Task description.
Reproduce the items from the line containing "like x=413, y=76." through the line containing "x=210, y=131", substituting "Label" for every "Query" and keeping all else intact.

--- START ---

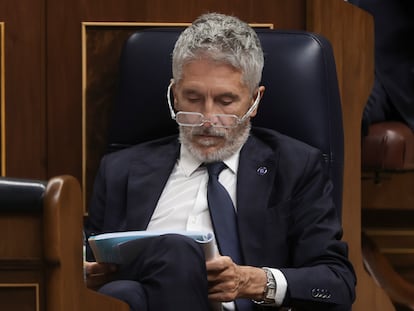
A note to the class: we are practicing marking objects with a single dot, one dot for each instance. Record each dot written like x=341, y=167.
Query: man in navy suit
x=289, y=233
x=392, y=96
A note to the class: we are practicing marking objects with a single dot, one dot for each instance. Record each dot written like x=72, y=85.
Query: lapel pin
x=262, y=170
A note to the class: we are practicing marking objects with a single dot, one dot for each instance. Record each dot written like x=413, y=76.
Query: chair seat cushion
x=388, y=146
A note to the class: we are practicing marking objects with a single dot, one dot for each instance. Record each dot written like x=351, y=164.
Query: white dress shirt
x=183, y=204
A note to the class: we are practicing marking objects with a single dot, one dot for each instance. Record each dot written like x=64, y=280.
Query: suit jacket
x=286, y=217
x=394, y=51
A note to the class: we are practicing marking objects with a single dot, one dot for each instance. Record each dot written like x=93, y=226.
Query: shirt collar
x=189, y=164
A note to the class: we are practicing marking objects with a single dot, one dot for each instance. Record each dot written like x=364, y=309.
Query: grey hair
x=224, y=39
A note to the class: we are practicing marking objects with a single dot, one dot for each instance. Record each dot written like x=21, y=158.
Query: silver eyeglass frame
x=202, y=117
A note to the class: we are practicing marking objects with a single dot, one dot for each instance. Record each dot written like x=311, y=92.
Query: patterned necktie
x=224, y=220
x=222, y=214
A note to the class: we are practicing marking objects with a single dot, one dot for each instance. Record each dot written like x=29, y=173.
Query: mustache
x=210, y=131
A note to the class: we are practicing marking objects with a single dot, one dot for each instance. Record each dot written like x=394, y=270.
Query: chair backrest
x=301, y=99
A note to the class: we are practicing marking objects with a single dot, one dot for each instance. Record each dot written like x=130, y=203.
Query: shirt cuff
x=281, y=286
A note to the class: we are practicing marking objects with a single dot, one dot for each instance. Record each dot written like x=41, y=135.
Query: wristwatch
x=269, y=291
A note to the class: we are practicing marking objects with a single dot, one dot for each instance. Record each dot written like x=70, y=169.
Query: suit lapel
x=256, y=174
x=147, y=178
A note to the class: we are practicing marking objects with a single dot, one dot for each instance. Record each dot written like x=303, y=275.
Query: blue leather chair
x=301, y=99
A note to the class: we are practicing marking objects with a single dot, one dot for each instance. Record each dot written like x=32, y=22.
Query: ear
x=174, y=91
x=260, y=89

--- END ---

Task answer.
A note to the class: we are practicing marking objects with a single dot, one dot for each instance. Record each dot written like x=413, y=76.
Label: chair seat cushion
x=388, y=146
A note to the class: we are practicing marking objects with a single dot, one dot for each instance. Record each dot written like x=351, y=164.
Label: white dress shirt
x=183, y=204
A note to the class: we are practicing marking objects with a single dot, one dot for each instance. Record each dot written like x=64, y=280.
Label: suit jacket
x=286, y=217
x=394, y=51
A note to the class: we are practicing marking objects with a single dot, one dot for each instance. Record each dot written like x=93, y=226.
Label: shirt collar
x=189, y=164
A note to the class: we are practicing marking objects with a single dot, one dot for each instance. Record each dot written like x=364, y=309.
Label: grey hair
x=224, y=39
A note to the class: we are practicing marking objects with a single dot, one dot for each instance. Record each dot written like x=21, y=158.
Label: silver eyeglass frame
x=202, y=117
A note to the class: we are practicing marking objects with a single dot, one dot for each instance. Record each dot written like x=311, y=92.
Label: patterned necktie
x=224, y=220
x=222, y=214
A note to the class: we are practicing marking objects with a single dot, one dot for each instance. Record each dot written like x=29, y=173.
Label: mustache
x=210, y=131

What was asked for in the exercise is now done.